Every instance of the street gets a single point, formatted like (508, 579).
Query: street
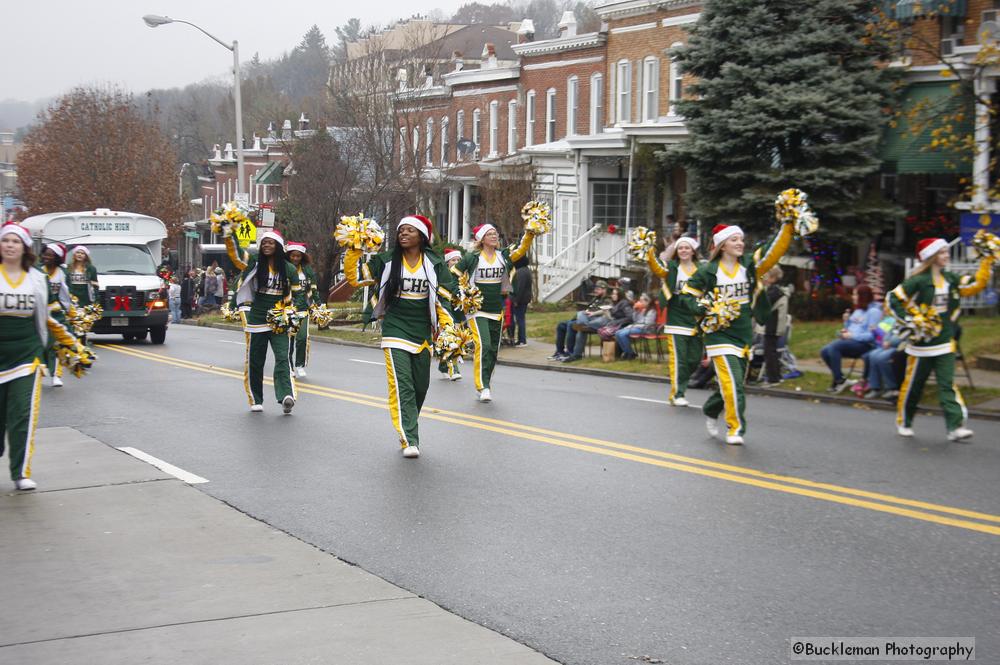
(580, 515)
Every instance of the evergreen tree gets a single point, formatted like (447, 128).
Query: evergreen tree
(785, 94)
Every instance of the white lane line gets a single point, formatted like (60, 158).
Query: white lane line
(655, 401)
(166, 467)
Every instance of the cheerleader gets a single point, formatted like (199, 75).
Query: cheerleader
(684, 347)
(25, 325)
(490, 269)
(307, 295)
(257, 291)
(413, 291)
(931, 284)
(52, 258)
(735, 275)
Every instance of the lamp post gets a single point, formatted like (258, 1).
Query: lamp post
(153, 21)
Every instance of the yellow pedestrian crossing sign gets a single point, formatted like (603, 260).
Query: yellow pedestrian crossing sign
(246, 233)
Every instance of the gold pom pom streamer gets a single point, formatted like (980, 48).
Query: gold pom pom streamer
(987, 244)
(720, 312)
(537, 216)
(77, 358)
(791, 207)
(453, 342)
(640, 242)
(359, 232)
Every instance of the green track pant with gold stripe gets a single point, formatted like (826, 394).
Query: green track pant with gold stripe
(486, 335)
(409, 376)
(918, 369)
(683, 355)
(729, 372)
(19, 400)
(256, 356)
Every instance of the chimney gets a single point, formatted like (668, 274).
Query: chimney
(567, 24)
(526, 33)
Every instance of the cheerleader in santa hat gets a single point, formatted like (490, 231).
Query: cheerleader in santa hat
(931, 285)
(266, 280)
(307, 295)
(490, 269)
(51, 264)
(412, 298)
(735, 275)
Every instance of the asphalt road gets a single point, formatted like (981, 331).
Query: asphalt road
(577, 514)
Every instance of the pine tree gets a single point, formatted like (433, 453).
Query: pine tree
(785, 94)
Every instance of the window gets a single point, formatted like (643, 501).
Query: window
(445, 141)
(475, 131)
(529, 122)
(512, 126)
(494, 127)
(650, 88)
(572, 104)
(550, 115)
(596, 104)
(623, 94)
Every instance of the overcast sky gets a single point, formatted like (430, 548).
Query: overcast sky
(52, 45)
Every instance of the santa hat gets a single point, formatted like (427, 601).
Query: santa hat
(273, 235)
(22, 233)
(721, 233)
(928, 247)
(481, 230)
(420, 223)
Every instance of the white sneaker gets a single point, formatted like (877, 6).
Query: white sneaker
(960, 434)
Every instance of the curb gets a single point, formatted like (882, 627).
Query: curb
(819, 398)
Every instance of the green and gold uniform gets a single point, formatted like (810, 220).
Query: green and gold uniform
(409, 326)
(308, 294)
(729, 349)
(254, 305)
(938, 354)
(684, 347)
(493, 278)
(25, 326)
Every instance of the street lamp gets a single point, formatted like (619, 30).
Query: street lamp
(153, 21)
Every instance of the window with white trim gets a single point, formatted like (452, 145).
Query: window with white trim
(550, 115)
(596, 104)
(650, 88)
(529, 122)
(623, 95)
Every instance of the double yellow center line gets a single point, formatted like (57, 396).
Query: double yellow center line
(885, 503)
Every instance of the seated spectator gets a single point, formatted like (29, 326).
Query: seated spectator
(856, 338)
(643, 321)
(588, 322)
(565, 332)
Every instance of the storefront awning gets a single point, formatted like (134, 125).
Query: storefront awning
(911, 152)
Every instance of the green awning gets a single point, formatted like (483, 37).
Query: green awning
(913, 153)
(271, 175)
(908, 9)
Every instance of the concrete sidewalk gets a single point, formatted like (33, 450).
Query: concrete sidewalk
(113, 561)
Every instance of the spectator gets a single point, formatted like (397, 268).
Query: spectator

----------------------------------------

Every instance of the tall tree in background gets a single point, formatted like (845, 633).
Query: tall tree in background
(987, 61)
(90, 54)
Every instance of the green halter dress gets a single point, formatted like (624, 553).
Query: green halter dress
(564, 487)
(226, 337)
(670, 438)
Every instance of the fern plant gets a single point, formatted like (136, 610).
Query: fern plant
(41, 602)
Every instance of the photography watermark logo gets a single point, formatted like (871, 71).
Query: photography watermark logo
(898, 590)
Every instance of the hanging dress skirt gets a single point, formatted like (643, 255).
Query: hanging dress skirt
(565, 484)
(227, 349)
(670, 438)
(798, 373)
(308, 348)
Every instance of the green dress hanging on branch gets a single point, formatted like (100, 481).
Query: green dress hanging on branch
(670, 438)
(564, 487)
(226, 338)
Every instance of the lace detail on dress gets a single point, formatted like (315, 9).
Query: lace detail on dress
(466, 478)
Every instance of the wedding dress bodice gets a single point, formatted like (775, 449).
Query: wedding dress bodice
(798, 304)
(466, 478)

----------------------------------------

> To do: Among the entries above, copy exactly only the lines starting with the one containing "Every instance of the asphalt" and going through the one containing "Every instance of the green and", both ends included.

> Result:
Every instance of the asphalt road gets a single point, formatted like (981, 331).
Query: asphalt road
(577, 514)
Every instance of the pine tree gets a single point, formatted like (433, 453).
Query: pine tree
(785, 94)
Every instance of the window gets a single point, formatted like (643, 501).
Query: window
(445, 141)
(475, 131)
(529, 122)
(512, 126)
(494, 127)
(650, 88)
(572, 104)
(550, 115)
(596, 104)
(623, 94)
Every instance of the overcast sky gets a single point, formatted like (430, 548).
Query: overcast sky
(52, 45)
Every instance of the santa hat gets a single point, formatted like (427, 601).
Query: santa hat
(273, 235)
(22, 233)
(721, 233)
(928, 247)
(481, 230)
(420, 223)
Every instance of the white sneaker gets a single point, formatted like (877, 6).
Query: white sneaker
(960, 434)
Every instance of the curb gets a single point, formatted like (882, 627).
Query: curb
(819, 398)
Every instance of the green and gold uniform gets a single point, formatted like (810, 220).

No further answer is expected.